:: AUFGABEN ::
1. Schreib aus dem Interview zur Mobilität ein Stück ab, ohne etwas zu ändern. Beginn bei den Worten „Zipse: Wollen Kunden“ und hör nach den Worten „noch gestärkt wird.“ auf.
2. Zähl alle Eigenschaften auf, die das Interview zur Mobilität einem modernen Auto zuschreibt.
3. Führ das Interview zur Mobilität nach seinem letzten Satz weiter.
##### LESETEXT #####
Zipse: Wir haben sehr attraktive Modelle am Markt und sehen eine weltweit steigende Nachfrage. Dennoch setzen wir auf eine zügige Freigabe der Prämie, um Unsicherheit bei den Kunden zu vermeiden.

Sie setzen mit Daimler auf eigene Car-Sharing-Modelle und die Taxi-Alternative Free Now. Wenn immer mehr Städter kein eigenes Auto brauchen – untergräbt das nicht ihr Kerngeschäft?

Zipse: Im Gegenteil: Die On-Demand-Mobilität spielt sich überwiegend in den Zentren großer Städte ab – dort, wo die Fahrt mit einem eigenen Auto wenig effizient ist. Gerade unsere Kunden leben aber zum Großteil in suburbanen Gegenden oder kleineren Städten in den Landkreisen. Das breite Angebot an Mobilitätsformen der Innenstädte existiert dort nicht. Außerdem möchte nicht jeder sein Auto teilen, viele genießen die Privatsphäre im eigenen Fahrzeug. Deswegen wächst das Premiumsegment weiter – individuelle und gleichzeitig nachhaltige Mobilität hat Zukunft.

„Wir halten unser Personalniveau stabil“

Braucht es für den schmucklosen, sparsamen Stadtflitzer der Zukunft überhaupt noch Premium-Hersteller?

Zipse: Wollen Kunden denn wirklich „schmucklose“ Autos? Millionen Menschen weltweit begeistern sich für diese Produkte mit großartigem Design und modernsten Funktionen. Schauen Sie nach China oder in die USA. Ein modernes Auto ist ein Hochtechnologieprodukt, umfassend vernetzt, intelligent und voller Sensorik. All diese Technologien müssen als System nahtlos ineinandergreifen – das erfordert eine immense technologische Kompetenz, die wir als Premium-Hersteller über viele Jahrzehnte aufgebaut haben. Insofern bin ich überzeugt, dass unser Geschäftsmodell sogar noch gestärkt wird.

Derzeit sieht es aber stark danach aus, dass in der Oberklasse die meisten Arbeitsplätze wegfallen.
##### GEGEBENE EINTRÄGE #####
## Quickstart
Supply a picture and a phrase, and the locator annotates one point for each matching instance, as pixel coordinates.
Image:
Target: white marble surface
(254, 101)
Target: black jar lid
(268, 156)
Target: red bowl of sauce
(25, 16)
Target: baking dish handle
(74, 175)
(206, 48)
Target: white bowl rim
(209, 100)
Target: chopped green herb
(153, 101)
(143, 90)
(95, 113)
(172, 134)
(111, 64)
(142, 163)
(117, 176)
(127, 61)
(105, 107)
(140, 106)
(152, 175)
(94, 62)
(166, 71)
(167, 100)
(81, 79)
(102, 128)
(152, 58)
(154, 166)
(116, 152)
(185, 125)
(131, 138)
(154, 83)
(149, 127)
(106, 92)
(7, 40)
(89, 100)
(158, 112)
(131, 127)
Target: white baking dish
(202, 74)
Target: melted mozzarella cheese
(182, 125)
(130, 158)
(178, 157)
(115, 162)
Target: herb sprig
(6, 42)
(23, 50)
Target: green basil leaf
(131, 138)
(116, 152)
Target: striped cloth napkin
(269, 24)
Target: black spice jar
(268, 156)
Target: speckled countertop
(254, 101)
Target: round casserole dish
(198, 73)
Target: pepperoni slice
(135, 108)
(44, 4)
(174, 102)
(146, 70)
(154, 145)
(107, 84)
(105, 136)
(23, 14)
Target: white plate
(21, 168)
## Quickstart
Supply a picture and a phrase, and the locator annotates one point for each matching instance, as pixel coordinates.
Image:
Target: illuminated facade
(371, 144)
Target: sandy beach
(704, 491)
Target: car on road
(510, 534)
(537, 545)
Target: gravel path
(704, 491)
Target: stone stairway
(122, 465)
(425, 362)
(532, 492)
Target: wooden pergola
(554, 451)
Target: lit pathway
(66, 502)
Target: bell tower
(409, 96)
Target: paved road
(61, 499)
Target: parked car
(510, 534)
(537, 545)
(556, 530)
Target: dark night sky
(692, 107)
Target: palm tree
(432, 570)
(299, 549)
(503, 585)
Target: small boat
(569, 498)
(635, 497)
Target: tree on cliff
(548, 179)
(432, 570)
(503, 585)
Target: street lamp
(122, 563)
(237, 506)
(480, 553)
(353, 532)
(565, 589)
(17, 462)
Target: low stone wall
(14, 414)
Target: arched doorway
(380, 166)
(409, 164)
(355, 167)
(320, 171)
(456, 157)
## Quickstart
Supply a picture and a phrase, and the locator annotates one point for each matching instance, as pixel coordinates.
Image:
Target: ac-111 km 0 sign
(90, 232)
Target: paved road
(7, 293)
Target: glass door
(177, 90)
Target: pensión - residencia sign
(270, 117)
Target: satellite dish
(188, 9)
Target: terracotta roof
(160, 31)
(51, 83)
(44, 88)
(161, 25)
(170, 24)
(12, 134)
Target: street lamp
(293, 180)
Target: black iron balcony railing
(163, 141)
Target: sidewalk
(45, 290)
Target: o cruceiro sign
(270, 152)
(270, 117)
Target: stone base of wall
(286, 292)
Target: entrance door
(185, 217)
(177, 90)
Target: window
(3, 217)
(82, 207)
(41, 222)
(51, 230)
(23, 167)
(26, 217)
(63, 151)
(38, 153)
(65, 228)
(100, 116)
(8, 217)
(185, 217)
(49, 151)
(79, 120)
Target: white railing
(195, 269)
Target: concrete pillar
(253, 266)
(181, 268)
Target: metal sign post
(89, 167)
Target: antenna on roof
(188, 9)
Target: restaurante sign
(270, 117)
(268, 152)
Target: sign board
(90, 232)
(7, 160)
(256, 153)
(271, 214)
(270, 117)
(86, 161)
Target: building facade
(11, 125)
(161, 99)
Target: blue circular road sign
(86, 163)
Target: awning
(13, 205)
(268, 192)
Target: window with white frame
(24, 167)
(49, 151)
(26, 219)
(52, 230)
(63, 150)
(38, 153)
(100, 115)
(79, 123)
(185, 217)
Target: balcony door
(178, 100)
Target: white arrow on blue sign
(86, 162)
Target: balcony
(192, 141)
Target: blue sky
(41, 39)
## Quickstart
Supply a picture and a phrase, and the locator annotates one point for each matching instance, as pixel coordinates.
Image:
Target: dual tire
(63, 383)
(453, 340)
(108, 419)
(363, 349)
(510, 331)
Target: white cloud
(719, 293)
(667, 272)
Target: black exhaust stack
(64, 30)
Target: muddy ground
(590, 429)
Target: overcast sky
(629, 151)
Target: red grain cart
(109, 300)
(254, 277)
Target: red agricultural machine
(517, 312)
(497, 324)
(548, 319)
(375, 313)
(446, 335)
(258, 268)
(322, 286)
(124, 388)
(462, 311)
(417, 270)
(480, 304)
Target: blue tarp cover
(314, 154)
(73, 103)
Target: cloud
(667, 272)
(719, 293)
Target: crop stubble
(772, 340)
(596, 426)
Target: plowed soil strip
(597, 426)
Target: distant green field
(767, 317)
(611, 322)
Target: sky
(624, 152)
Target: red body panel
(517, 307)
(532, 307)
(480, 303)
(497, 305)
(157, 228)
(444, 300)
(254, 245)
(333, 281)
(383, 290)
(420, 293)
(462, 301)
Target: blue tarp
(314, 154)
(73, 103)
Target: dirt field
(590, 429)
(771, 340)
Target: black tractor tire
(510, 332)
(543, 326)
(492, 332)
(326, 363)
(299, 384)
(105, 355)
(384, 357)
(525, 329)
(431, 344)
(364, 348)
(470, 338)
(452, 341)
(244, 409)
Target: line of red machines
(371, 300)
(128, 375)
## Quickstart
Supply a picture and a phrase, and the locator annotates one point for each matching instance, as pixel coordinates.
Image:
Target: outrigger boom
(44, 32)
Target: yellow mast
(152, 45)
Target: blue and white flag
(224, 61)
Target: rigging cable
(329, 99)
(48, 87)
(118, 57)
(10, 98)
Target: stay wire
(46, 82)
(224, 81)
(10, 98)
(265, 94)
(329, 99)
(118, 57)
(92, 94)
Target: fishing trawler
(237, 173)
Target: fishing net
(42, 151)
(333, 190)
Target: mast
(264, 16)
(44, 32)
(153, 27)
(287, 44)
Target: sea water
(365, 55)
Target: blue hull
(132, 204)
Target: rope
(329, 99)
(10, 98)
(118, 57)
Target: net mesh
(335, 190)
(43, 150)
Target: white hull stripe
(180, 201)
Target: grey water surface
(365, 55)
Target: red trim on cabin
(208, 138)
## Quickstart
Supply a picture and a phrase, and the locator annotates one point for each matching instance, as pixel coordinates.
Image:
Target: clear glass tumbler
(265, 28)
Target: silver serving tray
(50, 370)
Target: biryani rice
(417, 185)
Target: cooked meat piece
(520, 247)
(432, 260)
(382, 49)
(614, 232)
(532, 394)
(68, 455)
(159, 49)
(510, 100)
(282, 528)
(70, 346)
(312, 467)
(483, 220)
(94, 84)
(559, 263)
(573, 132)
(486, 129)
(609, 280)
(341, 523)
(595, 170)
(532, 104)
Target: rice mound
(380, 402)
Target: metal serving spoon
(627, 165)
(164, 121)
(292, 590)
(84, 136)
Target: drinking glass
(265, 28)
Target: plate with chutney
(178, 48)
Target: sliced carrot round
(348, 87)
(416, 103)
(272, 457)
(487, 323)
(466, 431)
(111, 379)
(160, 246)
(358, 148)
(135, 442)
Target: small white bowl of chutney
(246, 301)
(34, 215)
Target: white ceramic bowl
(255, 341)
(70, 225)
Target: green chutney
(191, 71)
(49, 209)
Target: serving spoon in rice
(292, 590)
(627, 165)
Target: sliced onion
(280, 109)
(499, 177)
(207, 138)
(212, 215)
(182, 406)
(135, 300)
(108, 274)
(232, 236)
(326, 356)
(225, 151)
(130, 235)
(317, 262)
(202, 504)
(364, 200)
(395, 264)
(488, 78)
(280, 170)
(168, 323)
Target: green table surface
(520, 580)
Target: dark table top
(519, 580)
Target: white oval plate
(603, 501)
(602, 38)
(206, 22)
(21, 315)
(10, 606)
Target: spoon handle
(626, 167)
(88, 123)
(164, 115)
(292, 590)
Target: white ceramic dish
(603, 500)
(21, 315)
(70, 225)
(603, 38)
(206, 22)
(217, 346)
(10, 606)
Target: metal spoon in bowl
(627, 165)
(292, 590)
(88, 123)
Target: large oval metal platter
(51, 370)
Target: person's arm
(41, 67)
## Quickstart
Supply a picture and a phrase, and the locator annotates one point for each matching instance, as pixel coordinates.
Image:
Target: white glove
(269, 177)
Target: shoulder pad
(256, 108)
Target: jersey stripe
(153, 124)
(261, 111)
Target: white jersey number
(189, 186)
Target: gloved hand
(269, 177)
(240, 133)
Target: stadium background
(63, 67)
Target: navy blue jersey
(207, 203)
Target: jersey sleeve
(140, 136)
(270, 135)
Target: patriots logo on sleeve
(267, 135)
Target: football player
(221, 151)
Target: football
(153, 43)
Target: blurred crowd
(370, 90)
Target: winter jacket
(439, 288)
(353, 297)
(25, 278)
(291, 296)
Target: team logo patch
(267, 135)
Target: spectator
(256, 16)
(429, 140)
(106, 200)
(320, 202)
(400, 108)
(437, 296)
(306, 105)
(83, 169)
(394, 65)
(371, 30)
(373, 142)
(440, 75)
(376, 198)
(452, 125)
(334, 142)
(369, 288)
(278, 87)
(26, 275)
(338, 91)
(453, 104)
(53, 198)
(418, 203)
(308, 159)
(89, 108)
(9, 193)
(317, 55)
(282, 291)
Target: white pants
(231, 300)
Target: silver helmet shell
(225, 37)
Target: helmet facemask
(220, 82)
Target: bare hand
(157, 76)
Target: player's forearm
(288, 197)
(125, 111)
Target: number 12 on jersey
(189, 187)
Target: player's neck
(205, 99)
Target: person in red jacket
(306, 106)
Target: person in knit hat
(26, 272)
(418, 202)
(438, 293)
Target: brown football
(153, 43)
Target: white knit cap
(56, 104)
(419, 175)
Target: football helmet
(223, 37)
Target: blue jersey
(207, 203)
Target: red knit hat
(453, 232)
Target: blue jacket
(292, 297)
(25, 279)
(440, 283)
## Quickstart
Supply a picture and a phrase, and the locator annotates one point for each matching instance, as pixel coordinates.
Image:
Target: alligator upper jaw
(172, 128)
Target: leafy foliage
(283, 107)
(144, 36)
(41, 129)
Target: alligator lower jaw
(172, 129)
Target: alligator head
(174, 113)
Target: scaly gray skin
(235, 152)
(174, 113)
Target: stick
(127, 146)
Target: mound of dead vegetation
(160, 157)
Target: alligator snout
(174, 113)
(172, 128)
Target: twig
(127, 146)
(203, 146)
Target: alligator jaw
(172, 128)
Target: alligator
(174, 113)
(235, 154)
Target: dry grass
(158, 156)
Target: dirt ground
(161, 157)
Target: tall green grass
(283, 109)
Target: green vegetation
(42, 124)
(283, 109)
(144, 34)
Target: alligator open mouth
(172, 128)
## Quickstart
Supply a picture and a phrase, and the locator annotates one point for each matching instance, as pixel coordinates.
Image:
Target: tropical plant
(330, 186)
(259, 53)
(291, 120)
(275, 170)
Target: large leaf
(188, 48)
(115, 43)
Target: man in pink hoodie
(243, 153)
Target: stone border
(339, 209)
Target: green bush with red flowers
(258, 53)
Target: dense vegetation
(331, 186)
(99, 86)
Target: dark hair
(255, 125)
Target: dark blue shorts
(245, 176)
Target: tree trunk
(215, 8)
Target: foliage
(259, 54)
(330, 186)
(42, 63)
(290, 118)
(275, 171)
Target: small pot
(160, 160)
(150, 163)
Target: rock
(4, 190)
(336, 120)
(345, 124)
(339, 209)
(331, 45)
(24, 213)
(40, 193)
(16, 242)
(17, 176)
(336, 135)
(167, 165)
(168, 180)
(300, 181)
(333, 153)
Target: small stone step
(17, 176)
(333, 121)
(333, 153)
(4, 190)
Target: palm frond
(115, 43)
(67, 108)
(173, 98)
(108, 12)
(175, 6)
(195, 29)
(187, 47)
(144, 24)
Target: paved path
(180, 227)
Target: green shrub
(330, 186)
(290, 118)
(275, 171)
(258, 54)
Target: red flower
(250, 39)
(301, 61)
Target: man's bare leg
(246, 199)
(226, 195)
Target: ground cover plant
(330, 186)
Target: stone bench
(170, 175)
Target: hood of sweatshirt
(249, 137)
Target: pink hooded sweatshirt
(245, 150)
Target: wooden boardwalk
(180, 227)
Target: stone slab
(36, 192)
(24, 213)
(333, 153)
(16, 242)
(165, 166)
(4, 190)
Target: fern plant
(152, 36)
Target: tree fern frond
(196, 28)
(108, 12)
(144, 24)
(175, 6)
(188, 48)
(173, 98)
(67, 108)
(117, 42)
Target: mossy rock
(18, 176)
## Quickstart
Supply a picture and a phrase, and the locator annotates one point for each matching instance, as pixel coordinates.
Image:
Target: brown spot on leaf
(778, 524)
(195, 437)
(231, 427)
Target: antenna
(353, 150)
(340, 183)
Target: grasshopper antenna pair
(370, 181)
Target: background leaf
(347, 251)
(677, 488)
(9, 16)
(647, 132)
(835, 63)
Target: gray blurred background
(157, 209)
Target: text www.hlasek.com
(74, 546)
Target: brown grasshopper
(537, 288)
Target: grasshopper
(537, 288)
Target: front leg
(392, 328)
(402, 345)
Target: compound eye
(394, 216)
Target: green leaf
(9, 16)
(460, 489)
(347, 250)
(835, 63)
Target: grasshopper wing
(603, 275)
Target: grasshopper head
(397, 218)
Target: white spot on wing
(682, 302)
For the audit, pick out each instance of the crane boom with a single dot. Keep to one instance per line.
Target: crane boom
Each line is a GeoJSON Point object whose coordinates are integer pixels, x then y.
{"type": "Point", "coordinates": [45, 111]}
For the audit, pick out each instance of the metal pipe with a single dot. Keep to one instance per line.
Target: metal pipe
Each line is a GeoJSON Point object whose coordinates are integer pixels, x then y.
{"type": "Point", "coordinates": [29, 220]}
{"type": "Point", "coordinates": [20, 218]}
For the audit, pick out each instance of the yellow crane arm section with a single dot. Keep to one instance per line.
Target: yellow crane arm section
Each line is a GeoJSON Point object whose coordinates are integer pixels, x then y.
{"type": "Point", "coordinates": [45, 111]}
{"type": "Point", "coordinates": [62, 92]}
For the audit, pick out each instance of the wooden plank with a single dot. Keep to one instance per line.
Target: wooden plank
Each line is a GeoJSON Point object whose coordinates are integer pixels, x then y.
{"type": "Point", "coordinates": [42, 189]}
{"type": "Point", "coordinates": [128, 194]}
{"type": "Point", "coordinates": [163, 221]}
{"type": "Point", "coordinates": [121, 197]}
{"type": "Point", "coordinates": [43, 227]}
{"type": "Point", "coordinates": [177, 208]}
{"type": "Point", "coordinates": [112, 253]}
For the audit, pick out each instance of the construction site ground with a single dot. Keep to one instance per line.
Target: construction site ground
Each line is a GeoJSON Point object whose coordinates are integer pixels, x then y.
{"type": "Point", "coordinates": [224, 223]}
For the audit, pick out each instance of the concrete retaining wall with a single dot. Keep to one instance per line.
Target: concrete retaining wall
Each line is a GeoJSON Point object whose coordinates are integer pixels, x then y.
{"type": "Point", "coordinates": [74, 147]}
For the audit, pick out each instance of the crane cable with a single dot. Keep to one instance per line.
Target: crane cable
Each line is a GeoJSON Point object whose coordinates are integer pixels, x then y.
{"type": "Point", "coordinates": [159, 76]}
#####
:: LÖSUNGEN ::
1.
Zipse: Wollen Kunden denn wirklich „schmucklose“ Autos? Millionen Menschen weltweit begeistern sich für diese Produkte mit großartigem Design und modernsten Funktionen. Schauen Sie nach China oder in die USA. Ein modernes Auto ist ein Hochtechnologieprodukt, umfassend vernetzt, intelligent und voller Sensorik. All diese Technologien müssen als System nahtlos ineinandergreifen – das erfordert eine immense technologische Kompetenz, die wir als Premium-Hersteller über viele Jahrzehnte aufgebaut haben. Insofern bin ich überzeugt, dass unser Geschäftsmodell sogar noch gestärkt wird.

2.
- ein Hochtechnologieprodukt
- umfassend vernetzt
- intelligent
- voller Sensorik

3.
Zipse: Ich kann nicht für Wettbewerber sprechen, aber wir brauchen unsere Mannschaft für unseren Wachstumskurs und halten das Personalniveau stabil. Wir teilen auch nicht den Pessimismus, mit dem über unsere Branche gesprochen wird. Unser Absatz ist 2019 gewachsen und wir rechnen auch dieses Jahr mit steigender Nachfrage. Jüngstes Beispiel: Im Januar ist BMW in Deutschland gegen den Trend um 6,5 Prozent gewachsen. Solche Erfolge sind kein Zufall, denn wir haben uns seit Jahren strategisch auf diese Transformation vorbereitet. 2020 entfaltet sich nun unser volles Potential – genau im richtigen Moment.

„Starres Tempolimit wäre unwirksam“

Selbst der ADAC verteidigt nicht mehr uneingeschränkt die „Freie Fahrt für freie Bürger“. Warum sind Sie noch gegen die Einführung eines generellen Tempolimits auf der Autobahn?

Zipse: Hier sind zwei von mehreren Gründen: Die Effekte für Sicherheit oder Klimaschutz sind äußerst gering. Und die Hauptunfallursache auf Bundesautobahnen sind eine ‚nicht angepasste‘ Geschwindigkeit, etwa bei Regen oder Glatteis, und zu geringer Abstand. In beiden Fällen ist ein starres Tempolimit unwirksam.